EXERCISE REQUIREMENTS:
Which lines in the data below contain the string "plant"? Collect every such line and copy each one out in full.

GIVEN ENTRIES:
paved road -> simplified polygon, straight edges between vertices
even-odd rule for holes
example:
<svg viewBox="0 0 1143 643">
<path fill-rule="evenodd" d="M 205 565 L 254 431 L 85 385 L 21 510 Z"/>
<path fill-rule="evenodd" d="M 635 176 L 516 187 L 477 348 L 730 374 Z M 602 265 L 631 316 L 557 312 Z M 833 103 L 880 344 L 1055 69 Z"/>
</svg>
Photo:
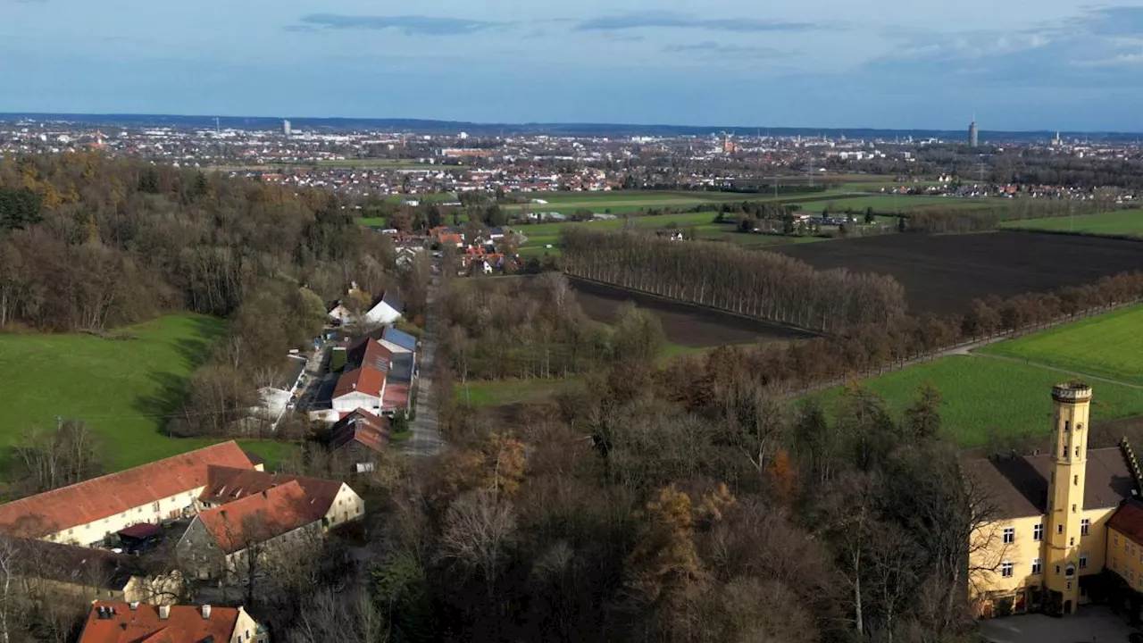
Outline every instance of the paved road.
<svg viewBox="0 0 1143 643">
<path fill-rule="evenodd" d="M 981 635 L 992 643 L 1127 643 L 1126 619 L 1102 605 L 1084 605 L 1074 616 L 1024 614 L 984 619 Z"/>
<path fill-rule="evenodd" d="M 1061 368 L 1060 366 L 1052 366 L 1049 364 L 1042 364 L 1040 362 L 1031 362 L 1029 359 L 1018 359 L 1015 357 L 1008 357 L 1006 355 L 989 355 L 986 352 L 974 352 L 973 357 L 980 357 L 982 359 L 1000 359 L 1001 362 L 1012 362 L 1013 364 L 1024 364 L 1028 366 L 1036 366 L 1037 368 L 1045 368 L 1047 371 L 1056 371 L 1058 373 L 1065 373 L 1069 376 L 1079 378 L 1080 380 L 1084 381 L 1108 382 L 1109 384 L 1119 384 L 1121 387 L 1143 390 L 1143 386 L 1141 384 L 1133 384 L 1130 382 L 1125 382 L 1122 380 L 1112 380 L 1111 378 L 1101 378 L 1100 375 L 1080 373 L 1078 371 L 1072 371 L 1071 368 Z"/>
<path fill-rule="evenodd" d="M 421 339 L 421 372 L 417 381 L 417 416 L 413 421 L 413 437 L 405 443 L 410 455 L 435 455 L 445 447 L 445 438 L 440 435 L 437 421 L 437 400 L 433 399 L 433 359 L 437 356 L 437 320 L 433 304 L 437 301 L 437 289 L 440 277 L 433 276 L 429 283 L 427 305 L 425 307 L 425 332 Z"/>
</svg>

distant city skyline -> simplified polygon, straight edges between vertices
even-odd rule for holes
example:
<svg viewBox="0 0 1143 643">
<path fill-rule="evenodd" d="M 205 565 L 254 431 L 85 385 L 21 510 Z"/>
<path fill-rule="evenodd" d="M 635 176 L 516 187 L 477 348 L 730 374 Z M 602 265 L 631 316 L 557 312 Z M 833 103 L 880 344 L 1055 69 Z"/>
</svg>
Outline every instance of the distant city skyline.
<svg viewBox="0 0 1143 643">
<path fill-rule="evenodd" d="M 0 111 L 1143 129 L 1141 2 L 478 5 L 0 0 Z"/>
</svg>

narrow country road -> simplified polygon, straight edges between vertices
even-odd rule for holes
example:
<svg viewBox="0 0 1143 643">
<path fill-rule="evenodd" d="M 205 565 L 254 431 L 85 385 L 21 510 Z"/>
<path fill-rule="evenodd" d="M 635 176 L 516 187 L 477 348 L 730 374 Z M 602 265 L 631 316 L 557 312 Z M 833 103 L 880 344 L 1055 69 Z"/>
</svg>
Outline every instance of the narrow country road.
<svg viewBox="0 0 1143 643">
<path fill-rule="evenodd" d="M 433 399 L 433 359 L 437 357 L 437 320 L 433 304 L 437 302 L 437 289 L 440 277 L 433 275 L 429 281 L 429 294 L 425 305 L 425 328 L 421 339 L 421 371 L 417 376 L 416 419 L 411 422 L 413 437 L 405 443 L 410 455 L 435 455 L 445 447 L 445 438 L 440 435 L 437 421 L 437 400 Z"/>
</svg>

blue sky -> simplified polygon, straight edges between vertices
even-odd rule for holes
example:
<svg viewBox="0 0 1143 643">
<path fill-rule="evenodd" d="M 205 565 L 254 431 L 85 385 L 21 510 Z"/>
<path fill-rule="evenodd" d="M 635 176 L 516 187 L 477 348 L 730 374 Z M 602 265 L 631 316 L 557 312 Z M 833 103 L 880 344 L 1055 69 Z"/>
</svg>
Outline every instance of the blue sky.
<svg viewBox="0 0 1143 643">
<path fill-rule="evenodd" d="M 1141 105 L 1143 1 L 0 0 L 0 111 L 1134 132 Z"/>
</svg>

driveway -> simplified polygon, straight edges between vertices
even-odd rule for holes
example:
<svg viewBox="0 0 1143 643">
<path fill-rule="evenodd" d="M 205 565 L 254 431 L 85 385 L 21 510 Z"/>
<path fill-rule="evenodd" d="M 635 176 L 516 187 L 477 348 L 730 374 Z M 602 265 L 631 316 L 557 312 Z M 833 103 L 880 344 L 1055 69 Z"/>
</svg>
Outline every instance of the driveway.
<svg viewBox="0 0 1143 643">
<path fill-rule="evenodd" d="M 982 620 L 980 626 L 992 643 L 1127 643 L 1134 632 L 1124 617 L 1101 605 L 1080 608 L 1070 617 L 1024 614 Z"/>
<path fill-rule="evenodd" d="M 433 304 L 437 301 L 438 280 L 433 276 L 429 281 L 429 293 L 425 305 L 425 332 L 421 339 L 421 371 L 417 376 L 417 416 L 413 420 L 413 436 L 405 443 L 405 450 L 410 455 L 435 455 L 445 447 L 445 438 L 440 435 L 437 421 L 437 402 L 433 399 L 433 359 L 437 356 L 437 320 Z"/>
</svg>

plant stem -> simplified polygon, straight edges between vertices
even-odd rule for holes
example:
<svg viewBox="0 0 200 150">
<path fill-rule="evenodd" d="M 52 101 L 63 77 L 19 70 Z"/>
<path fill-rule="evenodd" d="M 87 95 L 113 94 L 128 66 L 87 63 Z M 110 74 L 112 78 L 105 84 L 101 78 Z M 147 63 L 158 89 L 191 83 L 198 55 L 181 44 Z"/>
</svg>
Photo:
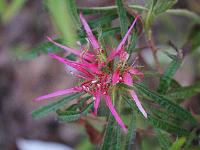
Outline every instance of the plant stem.
<svg viewBox="0 0 200 150">
<path fill-rule="evenodd" d="M 152 36 L 152 31 L 151 29 L 148 31 L 147 33 L 147 42 L 148 42 L 148 45 L 149 47 L 151 48 L 151 51 L 152 51 L 152 54 L 153 54 L 153 59 L 155 61 L 155 65 L 156 65 L 156 70 L 159 72 L 159 73 L 162 73 L 163 70 L 160 66 L 160 62 L 158 60 L 158 57 L 157 57 L 157 48 L 155 46 L 155 43 L 154 43 L 154 40 L 153 40 L 153 36 Z"/>
</svg>

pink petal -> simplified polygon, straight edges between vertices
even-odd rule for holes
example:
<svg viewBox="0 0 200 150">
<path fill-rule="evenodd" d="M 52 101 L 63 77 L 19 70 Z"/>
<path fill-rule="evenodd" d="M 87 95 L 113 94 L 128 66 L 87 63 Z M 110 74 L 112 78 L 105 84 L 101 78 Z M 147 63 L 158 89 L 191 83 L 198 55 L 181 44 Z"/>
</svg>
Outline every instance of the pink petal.
<svg viewBox="0 0 200 150">
<path fill-rule="evenodd" d="M 129 86 L 132 86 L 133 84 L 133 80 L 131 75 L 128 72 L 124 72 L 123 74 L 123 82 Z M 140 110 L 140 112 L 144 115 L 145 118 L 147 118 L 147 113 L 144 110 L 144 108 L 142 107 L 142 104 L 140 103 L 136 93 L 134 90 L 129 90 L 130 95 L 132 96 L 133 100 L 135 101 L 138 109 Z"/>
<path fill-rule="evenodd" d="M 123 123 L 122 119 L 120 118 L 120 116 L 118 115 L 118 113 L 116 112 L 113 104 L 112 104 L 112 100 L 110 99 L 109 95 L 104 95 L 105 100 L 106 100 L 106 105 L 108 106 L 108 108 L 110 109 L 112 115 L 114 116 L 115 120 L 118 122 L 118 124 L 121 126 L 121 128 L 127 132 L 127 128 L 125 126 L 125 124 Z"/>
<path fill-rule="evenodd" d="M 69 94 L 69 93 L 74 93 L 74 92 L 78 92 L 79 90 L 77 88 L 70 88 L 70 89 L 66 89 L 66 90 L 60 90 L 60 91 L 56 91 L 54 93 L 50 93 L 44 96 L 40 96 L 36 99 L 34 99 L 34 101 L 41 101 L 44 99 L 48 99 L 48 98 L 52 98 L 52 97 L 57 97 L 57 96 L 61 96 L 61 95 L 65 95 L 65 94 Z"/>
<path fill-rule="evenodd" d="M 128 31 L 126 32 L 124 38 L 120 42 L 119 46 L 110 53 L 110 55 L 108 56 L 107 62 L 112 61 L 115 58 L 115 56 L 119 55 L 121 51 L 124 51 L 124 48 L 123 48 L 124 44 L 125 44 L 128 36 L 129 36 L 129 34 L 131 33 L 131 30 L 133 29 L 133 27 L 134 27 L 134 25 L 135 25 L 135 23 L 136 23 L 138 18 L 139 18 L 139 16 L 137 16 L 135 18 L 135 20 L 133 21 L 131 27 L 128 29 Z"/>
<path fill-rule="evenodd" d="M 128 69 L 129 73 L 132 74 L 132 75 L 138 75 L 140 76 L 141 78 L 144 78 L 144 74 L 142 72 L 140 72 L 139 70 L 131 67 Z"/>
<path fill-rule="evenodd" d="M 99 104 L 100 104 L 100 100 L 101 100 L 101 95 L 100 93 L 96 93 L 94 94 L 94 115 L 97 115 L 97 109 L 99 107 Z"/>
<path fill-rule="evenodd" d="M 135 91 L 134 90 L 130 90 L 129 92 L 130 92 L 133 100 L 135 101 L 135 104 L 137 105 L 138 109 L 140 110 L 140 112 L 143 114 L 143 116 L 145 118 L 147 118 L 147 113 L 144 110 L 144 108 L 142 107 L 142 104 L 140 103 L 140 100 L 138 99 L 137 94 L 135 93 Z"/>
<path fill-rule="evenodd" d="M 130 75 L 127 71 L 125 71 L 125 72 L 123 73 L 122 77 L 123 77 L 123 82 L 124 82 L 125 84 L 127 84 L 127 85 L 129 85 L 129 86 L 132 86 L 132 85 L 133 85 L 133 79 L 132 79 L 131 75 Z"/>
<path fill-rule="evenodd" d="M 52 38 L 50 38 L 50 37 L 48 37 L 48 36 L 47 36 L 47 39 L 48 39 L 50 42 L 52 42 L 53 44 L 57 45 L 58 47 L 60 47 L 60 48 L 62 48 L 62 49 L 64 49 L 64 50 L 66 50 L 67 52 L 71 52 L 71 53 L 73 53 L 73 54 L 75 54 L 75 55 L 77 55 L 77 56 L 79 56 L 79 57 L 80 57 L 81 54 L 82 54 L 80 50 L 73 49 L 73 48 L 64 46 L 64 45 L 62 45 L 62 44 L 59 44 L 59 43 L 55 42 Z M 85 59 L 87 59 L 87 60 L 93 59 L 93 56 L 92 56 L 91 54 L 89 54 L 89 53 L 85 54 L 84 57 L 85 57 Z"/>
<path fill-rule="evenodd" d="M 112 84 L 113 85 L 115 85 L 116 83 L 119 82 L 119 75 L 120 75 L 120 71 L 119 71 L 119 69 L 116 69 L 112 76 Z"/>
<path fill-rule="evenodd" d="M 134 27 L 134 25 L 135 25 L 135 23 L 136 23 L 136 21 L 137 21 L 138 18 L 139 18 L 139 16 L 136 16 L 136 17 L 135 17 L 135 20 L 133 21 L 131 27 L 130 27 L 130 28 L 128 29 L 128 31 L 126 32 L 124 38 L 122 39 L 121 43 L 120 43 L 119 46 L 117 47 L 116 51 L 119 51 L 119 50 L 122 49 L 122 47 L 124 46 L 124 44 L 125 44 L 125 42 L 126 42 L 128 36 L 129 36 L 129 34 L 131 33 L 131 30 L 133 29 L 133 27 Z"/>
<path fill-rule="evenodd" d="M 85 18 L 83 17 L 83 15 L 81 13 L 80 13 L 80 20 L 81 20 L 83 27 L 87 33 L 90 43 L 92 44 L 92 47 L 94 49 L 99 49 L 100 48 L 99 43 L 98 43 L 96 37 L 93 35 L 92 30 L 90 29 L 87 21 L 85 20 Z"/>
<path fill-rule="evenodd" d="M 52 57 L 52 58 L 64 63 L 64 64 L 67 64 L 68 66 L 71 66 L 71 67 L 75 68 L 79 72 L 85 74 L 87 77 L 91 77 L 91 78 L 93 77 L 93 75 L 89 71 L 87 71 L 86 69 L 82 68 L 81 64 L 78 64 L 76 62 L 64 59 L 64 58 L 62 58 L 60 56 L 57 56 L 57 55 L 55 55 L 53 53 L 48 53 L 48 55 L 50 57 Z"/>
</svg>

TASK RESPONSE:
plant stem -> simplified polygon, straight edges between vertices
Outline every instance of the plant stem.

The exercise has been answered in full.